Segment Start: Entries provided

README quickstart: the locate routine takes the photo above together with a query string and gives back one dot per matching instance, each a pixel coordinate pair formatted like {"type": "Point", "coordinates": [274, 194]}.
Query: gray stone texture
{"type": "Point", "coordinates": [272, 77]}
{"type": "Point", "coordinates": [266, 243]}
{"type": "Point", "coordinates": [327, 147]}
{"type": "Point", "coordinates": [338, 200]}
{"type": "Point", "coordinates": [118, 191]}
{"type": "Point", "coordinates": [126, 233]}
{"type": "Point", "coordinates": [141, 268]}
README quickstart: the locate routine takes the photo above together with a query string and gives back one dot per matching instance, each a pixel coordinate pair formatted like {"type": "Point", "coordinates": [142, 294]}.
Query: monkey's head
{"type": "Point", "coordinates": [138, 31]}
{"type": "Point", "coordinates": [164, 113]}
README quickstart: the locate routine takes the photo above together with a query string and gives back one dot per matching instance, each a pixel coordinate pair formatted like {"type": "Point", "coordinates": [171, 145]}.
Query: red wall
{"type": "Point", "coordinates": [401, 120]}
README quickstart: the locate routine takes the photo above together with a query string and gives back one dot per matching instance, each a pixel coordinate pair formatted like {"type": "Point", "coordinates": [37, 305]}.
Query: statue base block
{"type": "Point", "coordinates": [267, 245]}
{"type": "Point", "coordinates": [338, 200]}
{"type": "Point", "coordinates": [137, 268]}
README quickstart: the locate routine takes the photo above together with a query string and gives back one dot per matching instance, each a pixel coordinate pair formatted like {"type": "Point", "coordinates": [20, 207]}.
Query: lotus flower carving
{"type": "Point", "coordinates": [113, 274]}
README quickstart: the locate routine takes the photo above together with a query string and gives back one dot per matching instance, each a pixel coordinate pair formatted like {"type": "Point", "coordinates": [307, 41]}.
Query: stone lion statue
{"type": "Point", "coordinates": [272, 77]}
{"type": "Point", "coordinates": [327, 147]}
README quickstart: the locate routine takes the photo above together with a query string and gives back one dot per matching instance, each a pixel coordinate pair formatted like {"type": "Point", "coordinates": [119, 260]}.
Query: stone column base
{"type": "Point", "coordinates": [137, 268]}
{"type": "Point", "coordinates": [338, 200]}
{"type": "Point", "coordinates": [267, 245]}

Segment End: Entries provided

Brief = Nothing should be dropped. Retype each line above as it is.

Written answer =
README quickstart: the locate routine takes the photo above together with a query string and gives back one dot per matching instance, each a pixel coordinate pair formatted like {"type": "Point", "coordinates": [274, 194]}.
Query: gray stone texture
{"type": "Point", "coordinates": [272, 77]}
{"type": "Point", "coordinates": [266, 243]}
{"type": "Point", "coordinates": [327, 147]}
{"type": "Point", "coordinates": [338, 200]}
{"type": "Point", "coordinates": [118, 191]}
{"type": "Point", "coordinates": [126, 233]}
{"type": "Point", "coordinates": [141, 268]}
README quickstart: the locate routine takes the photo above together with a query string and gives back one dot per matching instance, each a pixel coordinate pair formatted like {"type": "Point", "coordinates": [142, 294]}.
Query: monkey's head
{"type": "Point", "coordinates": [138, 31]}
{"type": "Point", "coordinates": [164, 113]}
README quickstart: the locate routine takes the photo above together with a query string and gives back one dot per matching instance, each a pixel coordinate pair formatted like {"type": "Point", "coordinates": [171, 145]}.
Query: red wall
{"type": "Point", "coordinates": [401, 120]}
README quickstart: the locate routine takes the photo above together with a query string and gives back one dot per matching instance, each a pixel coordinate pair formatted like {"type": "Point", "coordinates": [37, 305]}.
Query: statue base block
{"type": "Point", "coordinates": [267, 245]}
{"type": "Point", "coordinates": [338, 200]}
{"type": "Point", "coordinates": [137, 268]}
README quickstart: the locate routine takes the photo above together with a query string and gives back one dot per matching instance, each a pixel coordinate pair formatted like {"type": "Point", "coordinates": [20, 207]}.
Query: lotus flower carving
{"type": "Point", "coordinates": [113, 274]}
README quickstart: the locate routine takes the photo above together with a query string and gives back one dot per matching instance, each a pixel coordinate pair formatted like {"type": "Point", "coordinates": [307, 41]}.
Query: stone lion statue
{"type": "Point", "coordinates": [272, 77]}
{"type": "Point", "coordinates": [327, 147]}
README quickstart: the locate routine takes the photo above together with a query string and gives back one dot per matching instance, each a pixel coordinate pair formatted like {"type": "Point", "coordinates": [119, 260]}.
Query: stone column base
{"type": "Point", "coordinates": [137, 268]}
{"type": "Point", "coordinates": [338, 200]}
{"type": "Point", "coordinates": [267, 245]}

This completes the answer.